GOAL: Retype the data below line for line, without changing any wording, numbers, or punctuation. Leave the pictures out of your answer.

RECORDS TO USE:
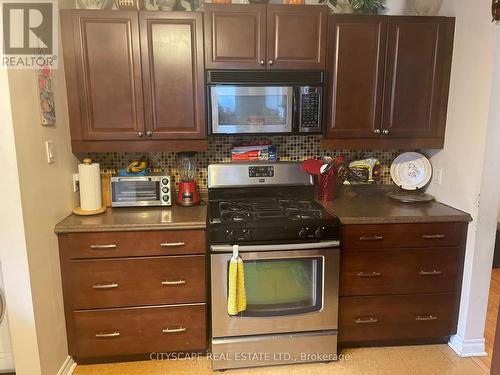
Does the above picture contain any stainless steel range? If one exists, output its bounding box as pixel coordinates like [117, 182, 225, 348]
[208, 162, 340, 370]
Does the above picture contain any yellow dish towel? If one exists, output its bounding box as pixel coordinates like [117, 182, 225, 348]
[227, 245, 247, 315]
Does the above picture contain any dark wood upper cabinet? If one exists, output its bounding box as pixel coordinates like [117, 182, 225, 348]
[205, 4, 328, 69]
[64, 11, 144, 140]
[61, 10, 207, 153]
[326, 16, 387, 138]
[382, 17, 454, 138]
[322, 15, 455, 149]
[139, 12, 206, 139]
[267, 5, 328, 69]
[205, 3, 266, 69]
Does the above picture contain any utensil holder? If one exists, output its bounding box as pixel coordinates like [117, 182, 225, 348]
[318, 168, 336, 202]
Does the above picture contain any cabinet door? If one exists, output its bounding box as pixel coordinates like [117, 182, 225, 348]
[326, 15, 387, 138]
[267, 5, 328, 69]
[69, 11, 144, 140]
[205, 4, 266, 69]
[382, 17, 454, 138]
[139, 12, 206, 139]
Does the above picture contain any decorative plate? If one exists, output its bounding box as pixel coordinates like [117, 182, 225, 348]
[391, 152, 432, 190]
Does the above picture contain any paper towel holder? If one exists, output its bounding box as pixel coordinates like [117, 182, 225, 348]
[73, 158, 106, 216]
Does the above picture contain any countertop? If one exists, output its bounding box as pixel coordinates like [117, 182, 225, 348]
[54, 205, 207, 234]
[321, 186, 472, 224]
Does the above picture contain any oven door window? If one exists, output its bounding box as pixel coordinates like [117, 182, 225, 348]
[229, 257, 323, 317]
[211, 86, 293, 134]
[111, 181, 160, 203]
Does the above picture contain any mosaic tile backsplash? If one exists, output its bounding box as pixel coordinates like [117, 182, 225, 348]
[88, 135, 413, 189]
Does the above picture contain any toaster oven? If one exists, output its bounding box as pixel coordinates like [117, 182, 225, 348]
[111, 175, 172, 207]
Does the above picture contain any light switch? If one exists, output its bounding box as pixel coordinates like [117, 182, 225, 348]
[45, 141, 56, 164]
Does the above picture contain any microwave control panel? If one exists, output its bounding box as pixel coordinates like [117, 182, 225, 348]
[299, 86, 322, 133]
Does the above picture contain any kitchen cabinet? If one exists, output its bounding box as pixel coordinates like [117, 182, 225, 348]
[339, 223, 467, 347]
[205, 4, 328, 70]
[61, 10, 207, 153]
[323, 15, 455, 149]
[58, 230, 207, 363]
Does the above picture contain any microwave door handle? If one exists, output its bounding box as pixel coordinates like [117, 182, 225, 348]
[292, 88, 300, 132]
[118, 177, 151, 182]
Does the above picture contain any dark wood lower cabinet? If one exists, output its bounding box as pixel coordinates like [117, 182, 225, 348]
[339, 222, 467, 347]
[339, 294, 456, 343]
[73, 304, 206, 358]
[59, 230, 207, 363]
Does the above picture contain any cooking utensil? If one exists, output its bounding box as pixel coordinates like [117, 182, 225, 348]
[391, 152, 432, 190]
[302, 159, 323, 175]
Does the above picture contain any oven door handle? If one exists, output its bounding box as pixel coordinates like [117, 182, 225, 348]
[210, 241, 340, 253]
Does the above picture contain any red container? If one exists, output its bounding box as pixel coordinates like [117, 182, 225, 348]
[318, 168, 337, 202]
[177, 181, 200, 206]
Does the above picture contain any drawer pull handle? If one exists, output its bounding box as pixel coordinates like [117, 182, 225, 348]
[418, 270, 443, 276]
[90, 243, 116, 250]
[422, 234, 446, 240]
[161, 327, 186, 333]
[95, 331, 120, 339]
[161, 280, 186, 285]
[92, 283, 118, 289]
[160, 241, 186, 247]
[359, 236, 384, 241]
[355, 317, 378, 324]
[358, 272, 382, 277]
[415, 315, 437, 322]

TASK SOLUTION:
Does the above picture contain any stainless steel range? If one exists, output its bounding box as pixel coordinates like [117, 182, 225, 348]
[208, 162, 340, 370]
Does the above picture contain any yellow dish towel? If one exists, output its bounding box as pixel coordinates like [117, 182, 225, 348]
[227, 245, 247, 315]
Does the above picture contain any dark wood upper cabinet? If one exists, output its bounding box as pixel coordinates like [117, 182, 225, 348]
[205, 4, 328, 69]
[64, 11, 144, 140]
[61, 10, 207, 153]
[326, 16, 387, 138]
[382, 17, 454, 138]
[322, 15, 455, 149]
[139, 12, 206, 139]
[267, 5, 328, 69]
[205, 3, 266, 69]
Does the above picture contain any utensil holder? If one exists, output its bounding box as pixel coordinates like [117, 182, 225, 348]
[318, 168, 336, 202]
Does the above picture contain any cabinet door? If one exists, output its bounding box as pixel coordinates like [117, 182, 225, 348]
[326, 15, 387, 138]
[267, 5, 328, 69]
[69, 11, 144, 140]
[205, 4, 266, 69]
[382, 17, 454, 138]
[139, 12, 206, 139]
Does the above picture contain any decorative plate? If one exists, output its bounding box as pixel coordinates like [117, 182, 225, 348]
[391, 152, 432, 190]
Does the above picture contain any paper towel holder? If one exists, output its bounding box as pixel coordinates like [117, 182, 225, 348]
[73, 158, 106, 216]
Does the above picture contain any countertop? If one exists, output its bounding box as pixel coordinates like [117, 182, 225, 348]
[54, 205, 207, 234]
[321, 186, 472, 224]
Does the above picture contain any oven door window? If one exists, output its bounding box as pixel coordinates like [117, 182, 225, 348]
[229, 257, 323, 317]
[211, 86, 293, 134]
[111, 181, 160, 203]
Does the above picture contain any mosaic tile backsplash? If one exists, output its bounding box as pixel coordinates like [117, 182, 225, 348]
[88, 135, 413, 189]
Does the above picture contain any toaster oven? If one exists, output its bounding box as pixel coordinates like [117, 182, 225, 348]
[111, 175, 172, 207]
Does the above picture contain any light switch? If one exists, output its bounding box as pixel coordinates like [117, 182, 225, 348]
[45, 141, 56, 164]
Does the above picture contain any microwave control panel? If one exists, output its bounding box as pixel coordinates like [117, 182, 225, 348]
[299, 86, 322, 133]
Does the above picture contain any kitchen cabinet? If one exists, output its bounding box as pixel coordinates like [117, 182, 225, 348]
[339, 223, 467, 347]
[205, 4, 328, 70]
[61, 10, 207, 153]
[323, 15, 455, 149]
[58, 230, 207, 363]
Does the above picture contain any microwave door handle? If one exists, output its bounding box as pixel coordinates like [117, 182, 225, 348]
[292, 88, 300, 132]
[118, 177, 151, 182]
Does the above picture contain any dark wood lower cabinet? If one exists, output its bounding box as pixel coordinates like [117, 182, 225, 348]
[339, 222, 467, 347]
[339, 294, 456, 343]
[73, 304, 206, 358]
[59, 230, 207, 363]
Does the above picture contain any cooking utensil? If one exists, output its bounding box as pixel coordinates like [117, 182, 225, 348]
[391, 152, 432, 190]
[302, 159, 323, 175]
Does the above picture contain any oven door handle? If one exists, output its bounding box as pixel coordinates like [117, 182, 225, 348]
[210, 241, 340, 253]
Does the above picture contain any red container? If one exists, output its bounding box as pixel coordinates like [117, 182, 225, 348]
[318, 168, 337, 202]
[177, 181, 200, 206]
Does the above picture contain any drawer pull handle? If one exists, output its bounding box as pixel coordinates like [117, 182, 225, 348]
[418, 270, 443, 276]
[90, 243, 116, 250]
[422, 234, 446, 240]
[161, 327, 186, 333]
[95, 331, 120, 339]
[161, 280, 186, 285]
[92, 283, 118, 289]
[160, 241, 186, 247]
[359, 236, 384, 241]
[355, 317, 378, 324]
[358, 272, 382, 277]
[415, 315, 437, 322]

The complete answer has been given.